EXERCISE
Please count the lines in the records below that contain the string "truck", matching case exactly, and give only that number.

◇ ◇ ◇ ◇ ◇ ◇ ◇

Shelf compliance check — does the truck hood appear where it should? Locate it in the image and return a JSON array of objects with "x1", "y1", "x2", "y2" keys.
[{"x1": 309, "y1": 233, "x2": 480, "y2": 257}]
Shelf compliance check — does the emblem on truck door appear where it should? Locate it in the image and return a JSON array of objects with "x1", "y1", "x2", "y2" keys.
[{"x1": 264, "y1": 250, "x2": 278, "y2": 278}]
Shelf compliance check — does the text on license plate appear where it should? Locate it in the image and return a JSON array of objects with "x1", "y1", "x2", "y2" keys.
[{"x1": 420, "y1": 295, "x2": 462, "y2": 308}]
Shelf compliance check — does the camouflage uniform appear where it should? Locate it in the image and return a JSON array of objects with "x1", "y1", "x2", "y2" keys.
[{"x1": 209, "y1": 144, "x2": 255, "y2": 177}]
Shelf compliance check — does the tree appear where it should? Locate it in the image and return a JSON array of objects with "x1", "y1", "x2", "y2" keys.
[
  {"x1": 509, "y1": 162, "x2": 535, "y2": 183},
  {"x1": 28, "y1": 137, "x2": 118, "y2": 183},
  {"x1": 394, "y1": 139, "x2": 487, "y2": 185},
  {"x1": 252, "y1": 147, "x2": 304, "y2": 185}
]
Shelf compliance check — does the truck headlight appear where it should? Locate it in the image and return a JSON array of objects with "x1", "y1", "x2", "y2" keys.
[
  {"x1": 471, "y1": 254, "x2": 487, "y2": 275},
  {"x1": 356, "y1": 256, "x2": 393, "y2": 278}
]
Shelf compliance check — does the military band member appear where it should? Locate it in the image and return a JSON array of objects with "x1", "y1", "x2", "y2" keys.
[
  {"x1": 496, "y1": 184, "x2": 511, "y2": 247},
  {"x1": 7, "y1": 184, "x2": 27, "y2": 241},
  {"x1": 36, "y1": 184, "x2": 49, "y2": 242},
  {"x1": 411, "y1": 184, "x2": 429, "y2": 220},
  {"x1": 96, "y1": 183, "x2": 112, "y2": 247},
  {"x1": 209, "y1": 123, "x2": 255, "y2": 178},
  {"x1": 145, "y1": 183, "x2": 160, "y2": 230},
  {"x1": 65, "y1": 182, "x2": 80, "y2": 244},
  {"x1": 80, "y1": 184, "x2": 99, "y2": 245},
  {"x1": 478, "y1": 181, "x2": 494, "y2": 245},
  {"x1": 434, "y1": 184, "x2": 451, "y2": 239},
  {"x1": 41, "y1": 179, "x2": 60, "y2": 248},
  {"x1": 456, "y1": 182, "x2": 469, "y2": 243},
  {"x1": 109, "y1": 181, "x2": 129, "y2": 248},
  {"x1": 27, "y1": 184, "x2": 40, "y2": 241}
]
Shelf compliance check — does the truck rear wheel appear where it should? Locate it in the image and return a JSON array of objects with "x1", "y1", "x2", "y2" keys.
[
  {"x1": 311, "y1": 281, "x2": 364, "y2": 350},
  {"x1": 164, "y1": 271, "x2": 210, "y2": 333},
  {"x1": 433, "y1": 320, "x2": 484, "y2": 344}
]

◇ ◇ ◇ ◇ ◇ ◇ ◇

THE RESULT
4